▶ What you have to do: Print, exactly and completely, every entry in the data.

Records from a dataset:
--- --- ---
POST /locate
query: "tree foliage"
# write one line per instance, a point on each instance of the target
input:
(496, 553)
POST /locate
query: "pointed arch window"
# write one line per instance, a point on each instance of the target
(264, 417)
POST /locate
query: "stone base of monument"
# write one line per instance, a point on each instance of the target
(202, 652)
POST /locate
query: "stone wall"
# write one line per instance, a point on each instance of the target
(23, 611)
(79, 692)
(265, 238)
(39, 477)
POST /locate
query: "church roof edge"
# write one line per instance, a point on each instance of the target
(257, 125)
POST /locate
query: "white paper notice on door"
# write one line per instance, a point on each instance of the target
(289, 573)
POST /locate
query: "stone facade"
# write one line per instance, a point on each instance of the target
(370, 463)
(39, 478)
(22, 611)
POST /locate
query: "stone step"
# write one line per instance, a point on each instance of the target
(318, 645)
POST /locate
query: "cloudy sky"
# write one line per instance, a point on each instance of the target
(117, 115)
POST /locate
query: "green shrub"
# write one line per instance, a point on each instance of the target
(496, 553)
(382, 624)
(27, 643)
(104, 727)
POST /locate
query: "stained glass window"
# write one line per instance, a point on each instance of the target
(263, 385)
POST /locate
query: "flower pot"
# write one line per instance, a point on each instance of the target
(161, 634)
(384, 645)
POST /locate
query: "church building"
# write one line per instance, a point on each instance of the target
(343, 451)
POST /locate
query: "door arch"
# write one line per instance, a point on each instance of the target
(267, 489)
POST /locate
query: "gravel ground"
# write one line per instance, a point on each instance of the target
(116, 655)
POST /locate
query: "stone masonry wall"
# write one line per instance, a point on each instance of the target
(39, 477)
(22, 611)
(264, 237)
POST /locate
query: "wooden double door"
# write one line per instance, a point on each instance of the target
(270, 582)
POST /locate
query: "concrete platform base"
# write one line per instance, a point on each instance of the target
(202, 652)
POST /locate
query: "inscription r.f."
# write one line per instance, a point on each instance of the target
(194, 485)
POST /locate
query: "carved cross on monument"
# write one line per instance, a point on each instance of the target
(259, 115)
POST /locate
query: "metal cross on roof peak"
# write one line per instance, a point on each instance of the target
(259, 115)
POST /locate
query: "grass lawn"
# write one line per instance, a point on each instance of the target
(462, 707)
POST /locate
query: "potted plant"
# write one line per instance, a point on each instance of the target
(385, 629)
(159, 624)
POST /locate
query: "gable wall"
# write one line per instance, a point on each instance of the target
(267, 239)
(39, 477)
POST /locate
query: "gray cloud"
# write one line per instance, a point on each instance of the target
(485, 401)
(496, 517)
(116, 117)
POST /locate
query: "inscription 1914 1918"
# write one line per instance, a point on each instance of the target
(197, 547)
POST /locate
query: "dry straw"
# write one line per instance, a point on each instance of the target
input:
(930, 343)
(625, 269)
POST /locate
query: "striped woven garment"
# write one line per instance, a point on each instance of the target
--- --- ---
▶ Exercise response:
POST /locate
query: "tree foliage"
# write one line per instance, a point on each instance of the target
input:
(496, 553)
POST /locate
query: "pointed arch window"
# write one line per instance, a point on each instance of the target
(264, 417)
POST /locate
query: "stone base of monument"
# write one line per instance, a point on each instance of the target
(202, 652)
POST /locate
query: "stone wall"
# write one line per instance, a point on each instance of the target
(23, 611)
(79, 692)
(265, 238)
(39, 477)
POST /locate
query: "church roof edge"
# write one line per instance, a point on each instance of the target
(257, 125)
POST /locate
query: "white paper notice on door"
# write one line per instance, a point on each instance of the target
(289, 573)
POST /locate
query: "stone facade"
# write one line per instance, a point on each instance of the target
(370, 463)
(39, 478)
(22, 611)
POST /locate
query: "stone step"
# write one line per instance, a point on each instance of the target
(318, 645)
POST /locate
query: "cloudy sky"
# write one line per instance, a point on each instance of the target
(117, 115)
POST /locate
query: "green shrub"
# write one line per instance, a point on each instance of the target
(496, 553)
(382, 624)
(27, 643)
(104, 727)
POST /locate
query: "stained glass window"
# write one line per instance, a point on each instance of the target
(263, 385)
POST /locate
query: "flower pot"
# write one line per instance, a point on each instance of the target
(161, 634)
(384, 645)
POST /locate
query: "church building"
# write one line per instance, a point on each instance of the target
(343, 451)
POST /locate
query: "door arch"
# write one line per instance, a point on each instance of the target
(267, 489)
POST /locate
query: "gravel ground"
# write one line per instance, a point on each instance of the target
(116, 655)
POST /locate
query: "stone masonry wall"
# write one line per instance, a point on each instance of the target
(39, 477)
(22, 611)
(264, 237)
POST /locate
query: "wooden double door"
# write one line per instance, a point on each instance of the target
(270, 582)
POST /locate
query: "concrete platform base"
# write one line per instance, a point on each instance of the target
(202, 652)
POST /locate
query: "inscription r.f."
# write one line per instance, a point on each instance of the target
(194, 485)
POST /locate
query: "carved cross on monument"
# write one line per instance, a point on each instance of the target
(259, 115)
POST /locate
query: "metal cross on roof peak"
# write one line per instance, a point on each instance of the target
(259, 115)
POST /locate
query: "grass lawn"
# write one line per instance, a point on each instance of the target
(462, 707)
POST /locate
query: "potted plant"
# write one line per instance, a point on each instance of the target
(385, 629)
(159, 624)
POST /locate
query: "gable wall"
# write one line per instance, a point on each instance of the target
(267, 239)
(39, 477)
POST /locate
query: "gray cloud"
# write one line per instance, a point on each instance of the target
(485, 401)
(496, 517)
(116, 117)
POST /locate
query: "inscription 1914 1918"
# write one line per instance, a point on each instance of the target
(197, 547)
POST /locate
query: "dry straw"
# write one line per instance, a point on each instance of the target
input:
(930, 343)
(625, 269)
POST /locate
query: "striped woven garment"
# write one line per instance, a point on each instance of the target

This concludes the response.